**What to produce**
In the text on food science technicians, substitute "apprenticeships" for "internships" and write out the passage from "Even without a" to "and sanitation procedures." with that change.

Food science technicians assist food scientists by measuring and testing food, additives and related products. They compile and analyse test results on composition and quality, and present findings to their superiors. Food science technicians prepare chemicals and lab equipment and maintain a safe, sterile working environment.
Standard business hours
Food science technicians typically work full time during normal business hours. You may spend a lot of your day in a laboratory or office. Other work locations include farms, greenhouses and processing plants. You may have to travel, including internationally.
Depending on the environment, food science technicians can be subjected to unpleasant smells and loud machinery noises. You may have to lift and carry materials and could spend several hours a day on your feet.
Annual salary estimates are based on percentile wage data collected through the Occupational Employment Statistics (OES) survey of US workers.
DVM / VMD degree
Food science technicians usually need an associate's degree in chemistry, crop science or a related field. Some employers prefer a bachelor's degree. High school students interested in food science should pursue coursework in chemistry, biology, physics, math and statistics.
Even without a college degree, some food science technicians land a job with related work experience. Many schools offer internships and cooperative education programmes that offer practical experience along with your education.
Food science technicians typically receive on-the-job training according to federal regulations. Topics can vary according to your work environment and role but training typically includes safety and sanitation procedures.
Acquiring advanced knowledge, skills and experience as a food science technician can lead to larger projects and more responsibility. Earning an advanced degree will allow you to transition into the role of food scientist. You may also consider related careers as an agricultural manager or environmental scientist.

**Material shown**
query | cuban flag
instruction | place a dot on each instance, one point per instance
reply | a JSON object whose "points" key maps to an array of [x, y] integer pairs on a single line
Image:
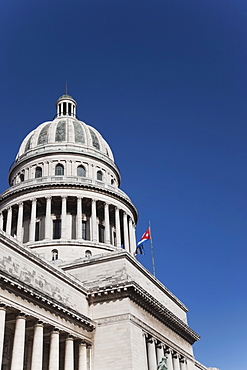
{"points": [[146, 236]]}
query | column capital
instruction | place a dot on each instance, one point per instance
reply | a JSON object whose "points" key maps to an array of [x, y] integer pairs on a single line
{"points": [[55, 331], [39, 324], [182, 359], [3, 306]]}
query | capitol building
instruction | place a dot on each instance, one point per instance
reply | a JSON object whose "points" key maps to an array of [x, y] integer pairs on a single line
{"points": [[73, 295]]}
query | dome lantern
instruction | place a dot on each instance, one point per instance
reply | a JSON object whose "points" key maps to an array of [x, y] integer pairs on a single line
{"points": [[66, 106]]}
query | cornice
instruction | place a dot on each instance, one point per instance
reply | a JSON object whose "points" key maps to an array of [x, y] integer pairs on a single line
{"points": [[122, 254], [141, 297], [35, 258], [14, 285]]}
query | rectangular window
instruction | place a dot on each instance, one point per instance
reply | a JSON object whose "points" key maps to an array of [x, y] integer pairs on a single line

**Exercise solution**
Even without a college degree, some food science technicians land a job with related work experience. Many schools offer apprenticeships and cooperative education programmes that offer practical experience along with your education.
Food science technicians typically receive on-the-job training according to federal regulations. Topics can vary according to your work environment and role but training typically includes safety and sanitation procedures.